*** Quoted passage Section Begins ***

At this point I thought about saying "hell yeah kid. Dont listen to them- be an educated consumer." I kept my mouth shut BC I was (planning on at the time but wound up not) swapping out my bootlopped nexus. I smiled and thought to myself 1) I'm not surprised this ten year old kid knows more than this rep (pretty sure she was a manager, actually- not sure if that makes it better or worse) and 2) hell yeah, I love seeing an educated consumer. Especially when its billy the ten year old kid dishing it out to the @$$hole know it all vzw employee.

I was about to whisper "galaxy nexus..." but the kid beat me to the punch. They didn't have any Nexis in stock so I knew I couldn't swap mine out.

Btw, why did my phone auto-capitalize iPhone but not verizon?

Sent from my Galaxy Nexus using Tapatalk


----------



## EsotericPunk

Oh, I almost forgot:

Original conversation, Jan 2011:
*My Aunt:* "What phone do you recommend? I need to replace my Blackberry."
*Me:* "I would recommend something like a Droid X. It's been a good phone for me and has some slick features like voice control, customizability, and a solid GPS with free navigation [since I knew she was looking for this]."
*My Aunt: * "Voice control? Like talking to my phone? I wouldn't ever do that. I'd look ridiculous."
(Side note: She bought an iPhone 4)

Cut to November 2011:
*My Aunt talking to another Aunt:* "I just got this iPhone 4s. Have you heard of this Siri thing? It's so cool, watch what I can do..."

*** Quoted passage Section Ends ***
*** Given material Section Begins ***

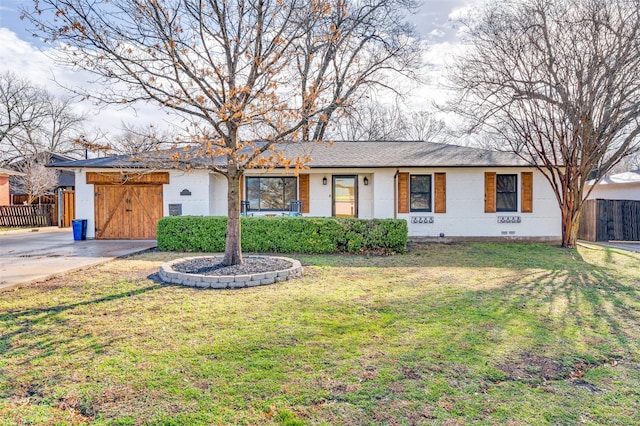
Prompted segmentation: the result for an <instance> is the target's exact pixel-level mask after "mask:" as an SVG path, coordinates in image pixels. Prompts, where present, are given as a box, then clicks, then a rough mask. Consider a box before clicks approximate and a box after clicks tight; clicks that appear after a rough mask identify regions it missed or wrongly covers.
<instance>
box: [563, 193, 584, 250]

*** Given material Section Ends ***

Work instructions –
A. In the phone-shopping forum thread, why did the poster keep quiet instead of saying "hell yeah kid. Dont listen to them- be an educated consumer."? Answer in one to three sentences.
B. Continue the phone-shopping forum thread from the point where it stops.
The data comes from a source unrelated to the phone-shopping forum thread.

Responses per task –
A. The poster kept quiet because, at the time, they planned to swap out their bootlooped Nexus at that store. In the end they did not swap it.

B.
sigh...


----------



## yarly

throwbot said:


> This one was way back in the thread, but it reminded me of one.
> 
> The kid was like, "yeah but isn't the battery really bad?". The woman said, "no the iPhone has the best battery". Then the kid said, "well i saw a chart on the internet from verizon comparing phone's specs and the iPhone was pretty bad. Plus, didn't one catch on fire on a plane BC of the battery?"


Battery life is better in phone calls but not in system tasks, since Java eats battery like a fat kid eats skittles.

http://www.anandtech...dwich-review/14

I don't mean to hijack the thread, I just like to make sure we only mock dumb things that are true. Otherwise the thread would start to be full of enough irony to make every Apple hipster smug with delight.




























Anyways....carry on.


----------



## davey11

All my friends have dumbphones like moto razrs and lg chocolates. I wish some of em had icraps so I could hammer them. Dumbphones are no challenge whatsoever.

Sent from my Th3orized GN


----------



## WhataSpaz

davey11 said:


> All my friends have dumbphones like moto razrs and lg chocolates. I wish some of em had icraps so I could hammer them. Dumbphones are no challenge whatsoever.
> 
> Sent from my Th3orized GN


Hey, I had the og razr back in the day! I loved that phone haha


----------



## Jubakuba

WhataSpaz said:


> Hey, I had the og razr back in the day! I loved that phone haha


I think most of us did, lol.
I know I had it.
"OMG LOOK HOW THIN!!LUZL"

Edit:
I like to bash my mom a lot on tech things...as I have the most interaction with her on the subject.
Here's another recent one.
I *think* this is the phone my dad got about a month ago.
http://www.verizonwireless.com/b2c/store/controller?item=phoneFirst&action=viewPhoneDetail&selectedPhoneId=5721
Either way...something really similar. He refuses to do anything more than the basic flip-phone.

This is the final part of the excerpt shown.